— Problems —
1. Answer these questions from the interview below:
(a) What kind of acting training made up much of the writer's several years of study?
(b) About how many books does the writer say they have on the go right now?
(c) Where does the writer keep the book they are reading in paper?
2. From the interview below, list every book title the writer says they are currently working on.
— BEGIN Document text —
10. Ignore all the ‘what you need to know/do to be a writer’ lists out there.
Half of them contradict the other half. Find what works for you and just write.
What comes first, the plot or characters?
Mostly the characters. When I was much younger I had this weird idea that I would become an actor. After several years of acting training, much of it Method acting, someone rather bluntly told me I wasn’t an actor. Despite that a lot of that Method acting training managed to bleed into my writing. Combined with a script writing teacher who pounded into us that all action must be motivated by and inform character it means I have to know the characters inside out and backwards before I can tell the story. I’ll often have a very sketchy plot outline, and I’ll discover things about the characters as I go but the characters have to come before the story or the story dies very quickly.
What are you reading now?
Right now I have about 20 different books on the go. I have a bad habit of starting books then getting distracted and picking up a different one. Earlier in the year I realized just how many I had going (plus a few novel length bits of fanfic I had intended to read) and I decided to stop starting any more books until I finished what I had begun. And I told myself I’d do it one book at a time. It’s ended up being three books at a time. One in paper on my bedside table, one on my kindle app, and one on my google books app. So as of this moment I’m working on The Quiet American, the last section of Parade’s End, and Pulp Literature Volume 3.
What is your work schedule like when you are writing?
— END Document text —
— BEGIN Excerpted records —
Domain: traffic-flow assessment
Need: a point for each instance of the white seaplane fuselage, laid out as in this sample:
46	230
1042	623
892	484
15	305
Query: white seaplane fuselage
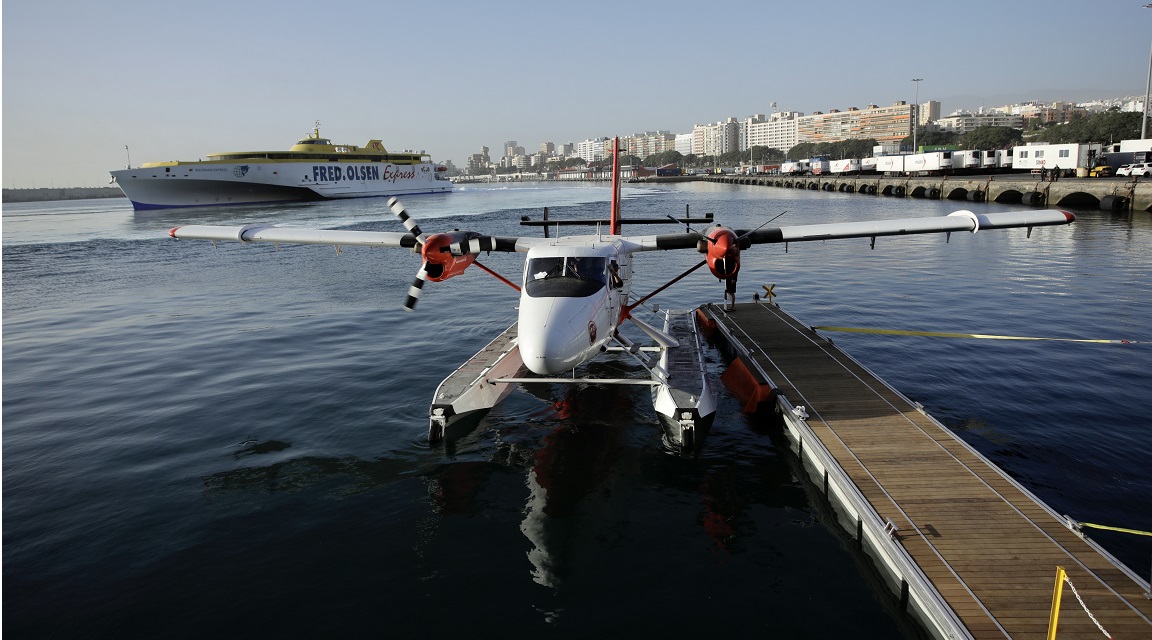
570	301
— END Excerpted records —
— Answers to the problems —
1.
(a) Method acting
(b) About 20
(c) On the bedside table

2.
- The Quiet American
- Parade's End (the last section)
- Pulp Literature Volume 3